◆ **CONSIGNE**: Quelles professions la première phrase du texte sur Luigi Russolo lui attribue-t-elle ?

Luigi Carlo Filippo Russolo (Portogruaro, 1885 - Laveno-Mombello, 1947), peintre, compositeur et inventeur d’instruments de musique, fut l’un des principaux représentants du futurisme: son nom figure parmi les signataires du Manifeste de la peinture futuriste et du Manifeste technique de la peinture futuriste. Ses élaborations picturales ne sont pas nombreuses, car pendant une longue période il s’est consacré exclusivement à la musique, domaine dans lequel il s’est essayé très tôt. Russolo est en effet issu d’une famille de musiciens et son apport dans le domaine de la composition est résolument novateur, introduisant les bruits comme élément musical et la dodécaphonie, et créant des instruments de musique inédits qu’il nomme Intonarumori.
Les peintures de Russolo se situaient initialement entre le symbolisme et le divisionnisme, avant d’assimiler les dictats futuristes de la décomposition et de l’interpénétration des plans. En outre, Russolo étudie le mouvement des personnes et des machines, en affinité avec les recherches de Giacomo Balla et d’Umberto Boccioni, avec qui il établit une relation confidentielle. Dans la dernière phase de sa peinture, il est parvenu à des représentations de paysages avec des influences philosophiques et spirituelles claires, qu’il avait embrassées dans sa vie.

◆ **LIGNES RÉPERTORIÉES**:

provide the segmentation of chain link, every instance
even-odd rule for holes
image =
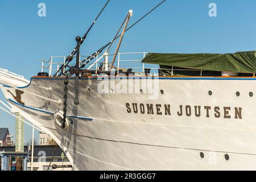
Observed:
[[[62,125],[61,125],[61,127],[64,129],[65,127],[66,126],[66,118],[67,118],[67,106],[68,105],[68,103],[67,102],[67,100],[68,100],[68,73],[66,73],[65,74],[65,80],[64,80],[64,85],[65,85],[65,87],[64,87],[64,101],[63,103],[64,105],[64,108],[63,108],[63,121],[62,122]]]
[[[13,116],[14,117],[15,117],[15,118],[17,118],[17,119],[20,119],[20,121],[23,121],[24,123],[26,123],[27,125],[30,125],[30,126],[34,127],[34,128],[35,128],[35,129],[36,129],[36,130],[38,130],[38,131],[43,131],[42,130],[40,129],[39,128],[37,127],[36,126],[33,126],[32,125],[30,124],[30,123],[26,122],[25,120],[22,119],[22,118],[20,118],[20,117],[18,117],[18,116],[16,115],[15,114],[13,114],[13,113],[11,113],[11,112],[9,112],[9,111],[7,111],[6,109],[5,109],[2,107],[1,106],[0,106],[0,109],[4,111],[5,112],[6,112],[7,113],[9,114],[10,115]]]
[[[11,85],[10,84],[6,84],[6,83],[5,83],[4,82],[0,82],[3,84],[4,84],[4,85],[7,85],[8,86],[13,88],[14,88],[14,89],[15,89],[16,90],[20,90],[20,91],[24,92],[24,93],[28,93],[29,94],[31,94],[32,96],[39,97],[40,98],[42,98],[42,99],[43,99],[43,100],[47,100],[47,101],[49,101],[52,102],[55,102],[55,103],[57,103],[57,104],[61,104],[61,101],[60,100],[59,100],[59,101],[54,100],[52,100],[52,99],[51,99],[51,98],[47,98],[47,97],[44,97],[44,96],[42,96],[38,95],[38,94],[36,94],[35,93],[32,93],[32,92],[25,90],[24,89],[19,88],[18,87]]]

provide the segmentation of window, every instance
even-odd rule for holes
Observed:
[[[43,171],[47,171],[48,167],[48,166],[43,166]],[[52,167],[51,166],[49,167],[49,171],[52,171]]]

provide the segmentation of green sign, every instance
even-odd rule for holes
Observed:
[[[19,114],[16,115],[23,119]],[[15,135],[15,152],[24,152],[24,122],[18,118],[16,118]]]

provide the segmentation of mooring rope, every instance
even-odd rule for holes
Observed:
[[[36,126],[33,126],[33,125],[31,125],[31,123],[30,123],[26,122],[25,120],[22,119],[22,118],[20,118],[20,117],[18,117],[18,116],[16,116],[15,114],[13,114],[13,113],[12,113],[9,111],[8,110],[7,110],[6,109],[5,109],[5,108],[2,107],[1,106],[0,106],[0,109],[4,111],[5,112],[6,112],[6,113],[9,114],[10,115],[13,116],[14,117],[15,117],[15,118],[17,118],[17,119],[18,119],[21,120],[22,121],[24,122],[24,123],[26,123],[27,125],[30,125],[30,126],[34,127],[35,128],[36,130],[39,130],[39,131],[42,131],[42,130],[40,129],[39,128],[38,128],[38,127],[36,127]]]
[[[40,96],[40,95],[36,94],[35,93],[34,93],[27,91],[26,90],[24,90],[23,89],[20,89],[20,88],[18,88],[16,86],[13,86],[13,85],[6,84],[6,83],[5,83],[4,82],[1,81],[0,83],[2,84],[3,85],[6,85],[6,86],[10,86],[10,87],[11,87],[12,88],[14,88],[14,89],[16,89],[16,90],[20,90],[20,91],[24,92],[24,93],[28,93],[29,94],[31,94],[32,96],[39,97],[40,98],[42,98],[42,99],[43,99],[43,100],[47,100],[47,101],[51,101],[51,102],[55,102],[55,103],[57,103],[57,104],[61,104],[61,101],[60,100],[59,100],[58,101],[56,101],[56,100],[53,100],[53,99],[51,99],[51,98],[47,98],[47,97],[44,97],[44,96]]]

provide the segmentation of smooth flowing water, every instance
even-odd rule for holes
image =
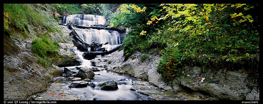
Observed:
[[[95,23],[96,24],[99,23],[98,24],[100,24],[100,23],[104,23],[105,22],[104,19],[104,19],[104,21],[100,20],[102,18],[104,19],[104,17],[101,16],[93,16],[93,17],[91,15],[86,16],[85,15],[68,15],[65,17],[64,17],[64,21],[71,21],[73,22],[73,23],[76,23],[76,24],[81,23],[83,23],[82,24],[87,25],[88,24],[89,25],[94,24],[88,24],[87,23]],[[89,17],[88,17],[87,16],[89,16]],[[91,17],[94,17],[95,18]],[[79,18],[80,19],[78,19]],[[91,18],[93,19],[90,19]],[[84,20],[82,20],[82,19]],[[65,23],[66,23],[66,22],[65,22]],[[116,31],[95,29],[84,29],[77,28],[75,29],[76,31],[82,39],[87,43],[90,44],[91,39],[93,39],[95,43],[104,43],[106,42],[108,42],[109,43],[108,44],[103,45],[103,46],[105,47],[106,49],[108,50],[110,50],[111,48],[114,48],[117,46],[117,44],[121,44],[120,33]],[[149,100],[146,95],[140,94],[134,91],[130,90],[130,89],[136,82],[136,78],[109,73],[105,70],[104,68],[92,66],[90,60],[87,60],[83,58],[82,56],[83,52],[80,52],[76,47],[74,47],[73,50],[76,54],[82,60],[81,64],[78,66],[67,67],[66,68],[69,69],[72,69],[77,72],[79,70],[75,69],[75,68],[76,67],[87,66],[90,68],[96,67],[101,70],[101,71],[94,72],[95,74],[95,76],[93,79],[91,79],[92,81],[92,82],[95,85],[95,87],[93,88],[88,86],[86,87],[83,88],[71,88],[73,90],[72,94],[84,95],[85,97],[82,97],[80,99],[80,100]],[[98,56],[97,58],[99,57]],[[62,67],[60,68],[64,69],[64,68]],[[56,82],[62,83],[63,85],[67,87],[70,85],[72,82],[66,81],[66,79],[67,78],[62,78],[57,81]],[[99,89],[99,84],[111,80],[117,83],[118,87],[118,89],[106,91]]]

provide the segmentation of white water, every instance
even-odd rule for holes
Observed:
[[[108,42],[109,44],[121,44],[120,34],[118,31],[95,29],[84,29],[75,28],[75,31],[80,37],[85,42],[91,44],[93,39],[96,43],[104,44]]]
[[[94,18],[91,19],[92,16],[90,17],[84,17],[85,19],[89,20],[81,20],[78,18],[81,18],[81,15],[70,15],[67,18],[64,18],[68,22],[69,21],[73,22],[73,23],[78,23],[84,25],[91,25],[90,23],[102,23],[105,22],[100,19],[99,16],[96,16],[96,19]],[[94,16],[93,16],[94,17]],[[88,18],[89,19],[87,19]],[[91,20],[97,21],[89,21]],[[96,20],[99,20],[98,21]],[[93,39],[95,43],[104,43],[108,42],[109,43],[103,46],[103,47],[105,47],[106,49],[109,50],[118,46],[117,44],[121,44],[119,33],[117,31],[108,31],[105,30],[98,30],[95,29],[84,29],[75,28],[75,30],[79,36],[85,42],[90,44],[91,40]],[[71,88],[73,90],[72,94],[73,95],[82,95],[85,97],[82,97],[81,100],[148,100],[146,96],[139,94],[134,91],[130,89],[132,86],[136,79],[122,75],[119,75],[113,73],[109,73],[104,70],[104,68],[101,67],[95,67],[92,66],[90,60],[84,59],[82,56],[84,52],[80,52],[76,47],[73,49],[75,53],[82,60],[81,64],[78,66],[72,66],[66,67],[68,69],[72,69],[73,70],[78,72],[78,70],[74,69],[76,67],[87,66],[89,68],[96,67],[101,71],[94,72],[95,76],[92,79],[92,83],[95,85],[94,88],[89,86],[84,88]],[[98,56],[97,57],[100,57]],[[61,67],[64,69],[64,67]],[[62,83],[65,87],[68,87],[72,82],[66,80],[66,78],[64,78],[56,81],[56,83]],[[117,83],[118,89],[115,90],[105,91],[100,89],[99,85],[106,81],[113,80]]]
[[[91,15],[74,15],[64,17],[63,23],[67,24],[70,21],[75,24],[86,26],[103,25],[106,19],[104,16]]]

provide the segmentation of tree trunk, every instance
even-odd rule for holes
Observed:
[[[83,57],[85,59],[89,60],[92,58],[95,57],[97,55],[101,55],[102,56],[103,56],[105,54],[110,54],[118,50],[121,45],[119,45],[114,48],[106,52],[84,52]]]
* * *
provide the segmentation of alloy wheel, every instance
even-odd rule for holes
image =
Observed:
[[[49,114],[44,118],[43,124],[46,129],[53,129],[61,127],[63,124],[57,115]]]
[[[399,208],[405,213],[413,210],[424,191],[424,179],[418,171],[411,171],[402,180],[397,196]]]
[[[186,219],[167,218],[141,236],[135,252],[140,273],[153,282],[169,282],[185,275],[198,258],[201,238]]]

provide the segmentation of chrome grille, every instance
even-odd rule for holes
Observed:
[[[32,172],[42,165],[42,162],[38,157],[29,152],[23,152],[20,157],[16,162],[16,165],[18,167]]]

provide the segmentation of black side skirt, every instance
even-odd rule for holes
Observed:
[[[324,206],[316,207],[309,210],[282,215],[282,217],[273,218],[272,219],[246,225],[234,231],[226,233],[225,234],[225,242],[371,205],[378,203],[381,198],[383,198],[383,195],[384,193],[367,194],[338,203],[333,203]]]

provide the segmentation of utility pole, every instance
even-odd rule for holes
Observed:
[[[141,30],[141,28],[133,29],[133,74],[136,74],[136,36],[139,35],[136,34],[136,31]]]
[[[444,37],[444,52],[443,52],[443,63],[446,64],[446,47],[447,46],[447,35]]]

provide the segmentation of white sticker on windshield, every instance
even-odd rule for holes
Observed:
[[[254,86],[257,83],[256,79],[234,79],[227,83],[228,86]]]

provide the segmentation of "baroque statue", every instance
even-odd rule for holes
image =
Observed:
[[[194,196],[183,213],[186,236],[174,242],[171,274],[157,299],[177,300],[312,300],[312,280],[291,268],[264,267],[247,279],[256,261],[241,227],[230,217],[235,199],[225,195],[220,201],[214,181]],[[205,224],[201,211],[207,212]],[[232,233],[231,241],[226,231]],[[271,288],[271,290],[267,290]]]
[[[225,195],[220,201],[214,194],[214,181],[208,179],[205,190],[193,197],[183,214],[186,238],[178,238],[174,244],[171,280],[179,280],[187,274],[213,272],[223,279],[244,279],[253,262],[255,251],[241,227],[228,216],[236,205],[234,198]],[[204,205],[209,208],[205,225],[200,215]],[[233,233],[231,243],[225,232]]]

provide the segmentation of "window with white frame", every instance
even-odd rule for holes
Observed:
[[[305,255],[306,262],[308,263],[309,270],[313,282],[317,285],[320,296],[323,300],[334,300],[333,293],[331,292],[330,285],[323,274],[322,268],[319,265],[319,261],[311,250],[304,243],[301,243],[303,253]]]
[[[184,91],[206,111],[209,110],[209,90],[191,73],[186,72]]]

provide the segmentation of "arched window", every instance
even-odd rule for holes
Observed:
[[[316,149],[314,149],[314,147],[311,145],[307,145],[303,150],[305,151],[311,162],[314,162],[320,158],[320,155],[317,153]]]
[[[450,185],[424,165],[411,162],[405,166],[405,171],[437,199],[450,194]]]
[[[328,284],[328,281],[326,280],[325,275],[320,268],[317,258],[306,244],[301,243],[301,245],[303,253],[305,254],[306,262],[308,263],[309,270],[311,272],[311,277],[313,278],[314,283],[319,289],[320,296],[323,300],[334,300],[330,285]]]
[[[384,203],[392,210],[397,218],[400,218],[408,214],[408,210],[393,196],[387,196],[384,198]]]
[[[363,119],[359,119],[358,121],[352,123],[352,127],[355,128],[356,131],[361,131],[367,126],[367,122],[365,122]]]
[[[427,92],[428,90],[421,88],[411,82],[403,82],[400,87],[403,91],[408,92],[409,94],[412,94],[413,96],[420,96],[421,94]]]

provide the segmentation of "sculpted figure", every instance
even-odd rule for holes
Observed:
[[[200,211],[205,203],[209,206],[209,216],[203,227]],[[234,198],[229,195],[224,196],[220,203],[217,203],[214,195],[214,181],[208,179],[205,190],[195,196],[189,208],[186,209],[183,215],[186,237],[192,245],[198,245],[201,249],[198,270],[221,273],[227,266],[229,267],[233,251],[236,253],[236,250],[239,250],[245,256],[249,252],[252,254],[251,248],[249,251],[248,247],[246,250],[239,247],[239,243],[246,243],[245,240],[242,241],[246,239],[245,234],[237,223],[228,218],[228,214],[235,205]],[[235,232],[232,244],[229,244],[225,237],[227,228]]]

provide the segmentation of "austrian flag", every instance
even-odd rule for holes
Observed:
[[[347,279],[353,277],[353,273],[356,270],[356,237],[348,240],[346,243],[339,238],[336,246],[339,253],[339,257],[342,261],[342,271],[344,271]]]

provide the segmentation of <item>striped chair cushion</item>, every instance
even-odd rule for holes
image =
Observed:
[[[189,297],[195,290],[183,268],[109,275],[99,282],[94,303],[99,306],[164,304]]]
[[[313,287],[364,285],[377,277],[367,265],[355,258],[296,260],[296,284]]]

◆ **RÉPONSE**: Peintre, compositeur et inventeur d’instruments de musique.